## Problems to solve
[1] Please return the stretch of the article on the US presidential race from "US presidential race" through "not shift significantly.", word for word.
[2] In the article on the US presidential race, what do the minds of nearly all American voters appear to be focused on?

## Excerpt to read

'''

US presidential race down to the wire
by Hoang Nhu Hoa
(VNS)The debates are over, but the world's most watched campaign remains essentially tied with only 11 days to go until the US presidential election on November 6.
|US President Barack Obama greets Republican candidate Mitt Romney at the start of the final debate at the Keith C and Elaine Johnson Wold Performing Arts Center at Lynn University on Monday in Boca Raton, Florida. — AFP/VNA Photo
Although American voters told pollsters this week that incumbent President Barack Obama bested his Republican challenger Mitt Romney in Monday's final debate, their opinions of each candidate did not shift significantly.
"This is going to be another ‘too close to call' US presidential election, something that we already witnessed in the 2000 race between Democratic candidate Al Gore and Republican candidate George W Bush," said Le Dinh Tinh, deputy director general of the Institute for Foreign Policy and Strategic Studies, the Diplomatic Academy of Viet Nam.
With the electorate strongly divided and most voters having already made up their minds, the battle is for a small sliver of persuadable voters in a few key states. And the minds of nearly all American voters appear to be focused on jobs and other economic essentials.

'''

## Given records
'''

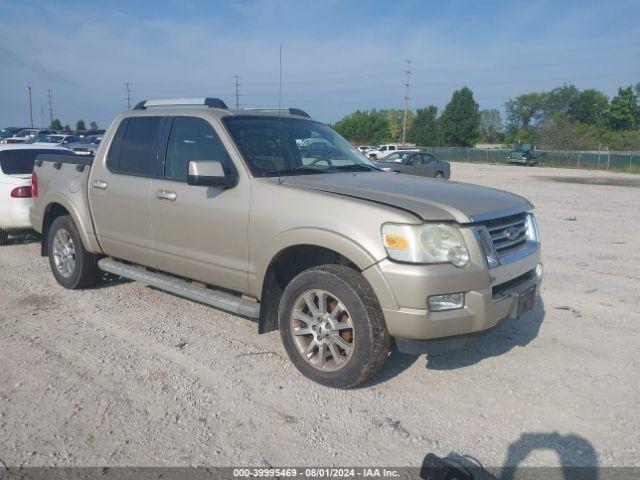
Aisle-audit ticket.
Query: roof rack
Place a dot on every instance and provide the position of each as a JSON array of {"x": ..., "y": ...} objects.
[
  {"x": 290, "y": 111},
  {"x": 209, "y": 102}
]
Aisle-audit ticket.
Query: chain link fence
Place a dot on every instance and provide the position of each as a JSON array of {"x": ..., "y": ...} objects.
[{"x": 603, "y": 160}]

'''

## Written answers
[1]
US presidential race down to the wire
by Hoang Nhu Hoa
(VNS)The debates are over, but the world's most watched campaign remains essentially tied with only 11 days to go until the US presidential election on November 6.
|US President Barack Obama greets Republican candidate Mitt Romney at the start of the final debate at the Keith C and Elaine Johnson Wold Performing Arts Center at Lynn University on Monday in Boca Raton, Florida. — AFP/VNA Photo
Although American voters told pollsters this week that incumbent President Barack Obama bested his Republican challenger Mitt Romney in Monday's final debate, their opinions of each candidate did not shift significantly.

[2] Jobs and other economic essentials.